[Begin Supplied material]
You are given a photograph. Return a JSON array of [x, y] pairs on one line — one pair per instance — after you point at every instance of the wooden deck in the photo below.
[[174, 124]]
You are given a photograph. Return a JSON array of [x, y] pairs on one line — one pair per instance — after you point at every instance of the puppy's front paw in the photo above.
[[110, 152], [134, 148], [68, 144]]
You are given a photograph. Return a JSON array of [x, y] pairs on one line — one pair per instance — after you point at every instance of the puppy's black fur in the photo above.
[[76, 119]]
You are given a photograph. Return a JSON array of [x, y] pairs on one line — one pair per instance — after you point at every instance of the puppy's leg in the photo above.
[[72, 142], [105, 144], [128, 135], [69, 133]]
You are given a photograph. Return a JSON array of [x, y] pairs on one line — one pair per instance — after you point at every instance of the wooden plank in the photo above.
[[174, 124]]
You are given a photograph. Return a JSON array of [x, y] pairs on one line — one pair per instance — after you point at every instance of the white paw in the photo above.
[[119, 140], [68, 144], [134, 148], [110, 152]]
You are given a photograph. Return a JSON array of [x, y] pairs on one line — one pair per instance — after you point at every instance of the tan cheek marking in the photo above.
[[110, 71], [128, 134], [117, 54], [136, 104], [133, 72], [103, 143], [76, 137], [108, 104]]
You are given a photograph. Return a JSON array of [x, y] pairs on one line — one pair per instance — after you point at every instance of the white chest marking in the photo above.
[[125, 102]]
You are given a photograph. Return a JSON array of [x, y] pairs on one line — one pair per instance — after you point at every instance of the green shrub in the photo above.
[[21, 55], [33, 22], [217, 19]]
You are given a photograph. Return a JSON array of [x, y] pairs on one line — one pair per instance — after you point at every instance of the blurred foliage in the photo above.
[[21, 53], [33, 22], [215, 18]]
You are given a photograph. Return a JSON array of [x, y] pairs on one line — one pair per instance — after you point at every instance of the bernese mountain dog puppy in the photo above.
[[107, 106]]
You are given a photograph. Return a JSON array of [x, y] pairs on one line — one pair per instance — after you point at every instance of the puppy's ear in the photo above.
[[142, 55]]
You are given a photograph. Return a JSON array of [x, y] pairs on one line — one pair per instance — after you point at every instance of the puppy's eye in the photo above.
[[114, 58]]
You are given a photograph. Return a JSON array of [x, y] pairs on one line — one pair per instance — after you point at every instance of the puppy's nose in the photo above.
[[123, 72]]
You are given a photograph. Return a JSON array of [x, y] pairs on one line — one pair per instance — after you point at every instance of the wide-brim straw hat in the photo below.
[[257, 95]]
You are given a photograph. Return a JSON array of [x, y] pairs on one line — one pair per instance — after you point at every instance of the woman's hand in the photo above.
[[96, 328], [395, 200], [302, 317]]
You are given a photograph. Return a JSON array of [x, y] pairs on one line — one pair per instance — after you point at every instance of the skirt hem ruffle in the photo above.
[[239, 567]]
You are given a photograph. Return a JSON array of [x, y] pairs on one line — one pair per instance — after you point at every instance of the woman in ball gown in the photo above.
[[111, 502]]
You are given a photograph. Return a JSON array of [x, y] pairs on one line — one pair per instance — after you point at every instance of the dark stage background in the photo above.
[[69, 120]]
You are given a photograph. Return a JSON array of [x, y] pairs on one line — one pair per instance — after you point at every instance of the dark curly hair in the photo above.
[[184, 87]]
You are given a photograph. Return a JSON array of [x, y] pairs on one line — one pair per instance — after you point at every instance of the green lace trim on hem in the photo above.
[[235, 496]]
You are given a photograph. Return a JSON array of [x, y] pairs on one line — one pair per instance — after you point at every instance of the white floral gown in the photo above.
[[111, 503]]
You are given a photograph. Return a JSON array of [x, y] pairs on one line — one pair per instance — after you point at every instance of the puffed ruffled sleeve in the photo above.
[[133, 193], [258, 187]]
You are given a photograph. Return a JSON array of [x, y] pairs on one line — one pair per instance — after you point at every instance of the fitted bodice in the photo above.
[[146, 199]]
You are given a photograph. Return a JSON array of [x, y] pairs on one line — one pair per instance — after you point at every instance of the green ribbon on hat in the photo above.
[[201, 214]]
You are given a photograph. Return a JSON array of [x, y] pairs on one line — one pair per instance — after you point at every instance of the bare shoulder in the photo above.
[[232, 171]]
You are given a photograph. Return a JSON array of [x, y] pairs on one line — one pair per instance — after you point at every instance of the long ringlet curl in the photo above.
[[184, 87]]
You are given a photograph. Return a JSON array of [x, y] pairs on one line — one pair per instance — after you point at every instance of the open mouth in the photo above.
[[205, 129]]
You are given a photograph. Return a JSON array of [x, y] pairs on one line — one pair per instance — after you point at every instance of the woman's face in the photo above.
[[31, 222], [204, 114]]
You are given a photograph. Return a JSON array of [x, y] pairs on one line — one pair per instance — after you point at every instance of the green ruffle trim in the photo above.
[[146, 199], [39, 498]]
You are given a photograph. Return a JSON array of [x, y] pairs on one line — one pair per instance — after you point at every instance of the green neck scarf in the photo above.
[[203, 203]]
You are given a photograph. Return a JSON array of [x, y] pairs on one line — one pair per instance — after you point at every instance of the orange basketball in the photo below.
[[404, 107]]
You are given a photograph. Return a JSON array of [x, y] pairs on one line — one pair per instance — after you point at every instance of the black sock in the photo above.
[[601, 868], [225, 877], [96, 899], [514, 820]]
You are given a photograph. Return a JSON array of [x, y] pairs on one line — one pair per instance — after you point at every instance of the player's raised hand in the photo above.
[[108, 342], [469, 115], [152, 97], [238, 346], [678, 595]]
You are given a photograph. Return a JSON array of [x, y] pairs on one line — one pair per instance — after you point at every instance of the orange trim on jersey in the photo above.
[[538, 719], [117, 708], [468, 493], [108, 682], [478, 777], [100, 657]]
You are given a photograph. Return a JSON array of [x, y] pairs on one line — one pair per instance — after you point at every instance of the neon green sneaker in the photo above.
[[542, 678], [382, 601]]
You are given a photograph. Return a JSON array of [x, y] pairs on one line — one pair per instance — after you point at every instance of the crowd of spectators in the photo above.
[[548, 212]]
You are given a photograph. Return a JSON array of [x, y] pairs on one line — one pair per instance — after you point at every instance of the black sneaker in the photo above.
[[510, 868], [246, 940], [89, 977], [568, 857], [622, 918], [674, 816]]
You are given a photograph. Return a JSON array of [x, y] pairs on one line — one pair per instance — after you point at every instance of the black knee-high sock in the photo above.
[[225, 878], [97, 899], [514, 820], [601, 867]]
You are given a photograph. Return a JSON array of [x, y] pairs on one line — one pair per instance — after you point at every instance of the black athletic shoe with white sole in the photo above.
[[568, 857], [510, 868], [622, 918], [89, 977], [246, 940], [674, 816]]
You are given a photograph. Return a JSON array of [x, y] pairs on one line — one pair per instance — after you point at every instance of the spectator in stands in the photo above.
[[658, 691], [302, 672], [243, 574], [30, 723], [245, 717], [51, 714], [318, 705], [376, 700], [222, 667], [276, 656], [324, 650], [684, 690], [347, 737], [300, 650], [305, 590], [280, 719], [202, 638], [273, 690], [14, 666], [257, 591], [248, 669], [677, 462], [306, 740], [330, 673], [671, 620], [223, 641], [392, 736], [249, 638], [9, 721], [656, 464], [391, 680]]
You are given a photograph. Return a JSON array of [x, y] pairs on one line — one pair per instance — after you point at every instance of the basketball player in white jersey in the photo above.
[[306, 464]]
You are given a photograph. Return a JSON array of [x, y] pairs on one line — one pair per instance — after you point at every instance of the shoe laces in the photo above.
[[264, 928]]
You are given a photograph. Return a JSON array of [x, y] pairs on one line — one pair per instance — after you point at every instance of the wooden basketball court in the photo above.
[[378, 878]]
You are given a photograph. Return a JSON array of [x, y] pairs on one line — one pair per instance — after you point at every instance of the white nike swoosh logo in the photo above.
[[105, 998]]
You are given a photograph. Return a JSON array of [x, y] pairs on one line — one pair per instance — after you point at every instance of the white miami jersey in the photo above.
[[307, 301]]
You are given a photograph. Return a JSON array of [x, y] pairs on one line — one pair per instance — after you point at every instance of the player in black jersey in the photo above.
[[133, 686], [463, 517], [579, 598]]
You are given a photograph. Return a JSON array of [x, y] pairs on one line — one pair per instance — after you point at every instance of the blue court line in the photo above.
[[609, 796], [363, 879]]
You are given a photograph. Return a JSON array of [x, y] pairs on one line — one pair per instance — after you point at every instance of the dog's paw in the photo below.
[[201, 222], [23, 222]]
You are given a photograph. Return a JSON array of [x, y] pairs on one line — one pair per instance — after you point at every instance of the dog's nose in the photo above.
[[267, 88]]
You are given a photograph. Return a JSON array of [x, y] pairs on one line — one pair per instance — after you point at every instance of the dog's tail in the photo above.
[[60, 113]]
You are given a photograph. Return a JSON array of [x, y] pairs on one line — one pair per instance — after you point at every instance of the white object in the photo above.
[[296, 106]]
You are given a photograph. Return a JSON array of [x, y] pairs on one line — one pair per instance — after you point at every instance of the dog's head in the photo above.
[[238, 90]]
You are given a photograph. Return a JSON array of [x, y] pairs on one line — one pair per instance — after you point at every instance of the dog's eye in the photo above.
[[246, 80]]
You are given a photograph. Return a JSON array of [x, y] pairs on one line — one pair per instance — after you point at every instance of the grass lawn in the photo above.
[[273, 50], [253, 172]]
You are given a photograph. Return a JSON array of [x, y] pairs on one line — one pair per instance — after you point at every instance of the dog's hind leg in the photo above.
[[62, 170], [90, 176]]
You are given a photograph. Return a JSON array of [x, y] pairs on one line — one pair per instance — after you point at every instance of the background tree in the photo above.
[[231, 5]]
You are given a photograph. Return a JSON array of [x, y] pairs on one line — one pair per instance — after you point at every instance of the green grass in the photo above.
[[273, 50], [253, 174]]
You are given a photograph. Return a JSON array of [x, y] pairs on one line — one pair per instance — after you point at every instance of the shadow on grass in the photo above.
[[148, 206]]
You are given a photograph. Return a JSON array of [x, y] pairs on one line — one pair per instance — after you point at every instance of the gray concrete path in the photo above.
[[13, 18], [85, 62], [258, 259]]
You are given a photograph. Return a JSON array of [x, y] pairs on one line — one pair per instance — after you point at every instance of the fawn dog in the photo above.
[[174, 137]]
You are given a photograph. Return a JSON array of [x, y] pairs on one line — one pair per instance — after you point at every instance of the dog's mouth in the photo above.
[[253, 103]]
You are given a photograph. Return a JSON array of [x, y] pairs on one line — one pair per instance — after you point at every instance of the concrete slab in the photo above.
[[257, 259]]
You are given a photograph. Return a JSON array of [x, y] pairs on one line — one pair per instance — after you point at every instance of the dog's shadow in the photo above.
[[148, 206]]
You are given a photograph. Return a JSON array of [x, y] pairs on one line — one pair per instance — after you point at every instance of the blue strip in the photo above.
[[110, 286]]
[End Supplied material]
Extract every line from the one containing "hind leg in the photo above." to the end of the entries, including both of those lines, exactly as given and with nothing added.

You are given a photograph. Return a JSON array of [x, y] pairs on one line — one pair per instance — after you point at every instance of the dog's hind leg in the photo above.
[[62, 170], [90, 176]]
You are given a photograph. Return a JSON array of [x, y] pairs on one line — one pair per instance — after you point at every instance of the background tree in the photo above.
[[231, 5]]
You are given a photograph. Return a JSON array of [x, y] pairs on one line — one pair per instance — after you point at every instance of the green grass in the photo above.
[[273, 50], [253, 174]]
You are given a photograph. Return a JSON array of [x, y] pairs on one line — one pair per instance — after you point at every instance of the shadow on grass in the photo above.
[[148, 206]]
You are given a photograph. Return a JSON array of [x, y] pairs on one line — one pair per instance — after you point at every instance of the gray concrete path in the photo above.
[[13, 18], [85, 62], [258, 259]]
You are given a photograph. Return a JSON array of [x, y] pairs on one line — one pair per instance — after you point at every instance of the fawn dog in the photo above.
[[174, 137]]
You are given a photograph. Return a JSON array of [x, y] pairs on one line — one pair per instance — after you point at every instance of the dog's mouth in the photo above.
[[253, 103]]
You are given a photograph. Return a JSON array of [x, y] pairs on one line — one pair per instance — after you point at every instance of the concrete slab in the photo above.
[[257, 259]]
You are given a photograph. Return a JSON array of [x, y] pairs on one line — one pair per instance — after you point at every instance of the dog's shadow in the photo above.
[[148, 206]]
You are given a photograph. Return a JSON array of [x, y] pairs on one line — one pair per instance — after you point at every instance of the blue strip in the photo above.
[[110, 286]]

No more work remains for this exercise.